## [Data]
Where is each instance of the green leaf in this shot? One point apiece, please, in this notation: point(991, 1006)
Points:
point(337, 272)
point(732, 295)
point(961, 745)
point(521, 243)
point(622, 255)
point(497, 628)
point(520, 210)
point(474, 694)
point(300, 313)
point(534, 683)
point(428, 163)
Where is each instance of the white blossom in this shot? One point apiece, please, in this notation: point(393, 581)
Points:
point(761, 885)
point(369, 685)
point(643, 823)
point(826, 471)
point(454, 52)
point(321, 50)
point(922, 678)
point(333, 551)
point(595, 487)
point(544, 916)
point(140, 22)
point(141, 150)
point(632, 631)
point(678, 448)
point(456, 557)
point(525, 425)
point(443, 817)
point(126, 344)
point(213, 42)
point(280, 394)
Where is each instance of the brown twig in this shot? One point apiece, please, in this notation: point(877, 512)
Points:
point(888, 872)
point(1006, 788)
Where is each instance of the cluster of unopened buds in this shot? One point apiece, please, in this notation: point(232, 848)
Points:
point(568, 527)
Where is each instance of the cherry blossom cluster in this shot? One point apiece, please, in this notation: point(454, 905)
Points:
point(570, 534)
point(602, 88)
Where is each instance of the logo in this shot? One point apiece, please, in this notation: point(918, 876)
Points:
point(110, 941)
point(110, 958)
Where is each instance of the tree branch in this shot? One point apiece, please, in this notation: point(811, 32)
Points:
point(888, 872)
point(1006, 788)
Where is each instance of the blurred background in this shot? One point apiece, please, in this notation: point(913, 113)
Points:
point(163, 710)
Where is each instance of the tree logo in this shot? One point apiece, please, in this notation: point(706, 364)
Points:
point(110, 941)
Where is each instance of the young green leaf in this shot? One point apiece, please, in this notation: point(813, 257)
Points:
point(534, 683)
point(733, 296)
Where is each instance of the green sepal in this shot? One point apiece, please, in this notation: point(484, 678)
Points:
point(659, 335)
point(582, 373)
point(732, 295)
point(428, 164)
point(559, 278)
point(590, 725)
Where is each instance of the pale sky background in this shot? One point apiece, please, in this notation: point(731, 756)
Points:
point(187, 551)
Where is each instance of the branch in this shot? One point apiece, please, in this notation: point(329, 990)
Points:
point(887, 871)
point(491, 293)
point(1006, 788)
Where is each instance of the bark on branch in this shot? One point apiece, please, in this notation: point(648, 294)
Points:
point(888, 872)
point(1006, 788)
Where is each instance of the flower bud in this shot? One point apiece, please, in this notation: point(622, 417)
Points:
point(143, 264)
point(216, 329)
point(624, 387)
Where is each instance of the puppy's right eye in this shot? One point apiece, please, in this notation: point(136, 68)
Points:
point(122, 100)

## [Exercise brief]
Scan the data for lines with the word "cluster". Report only how many there are.

## [Task output]
2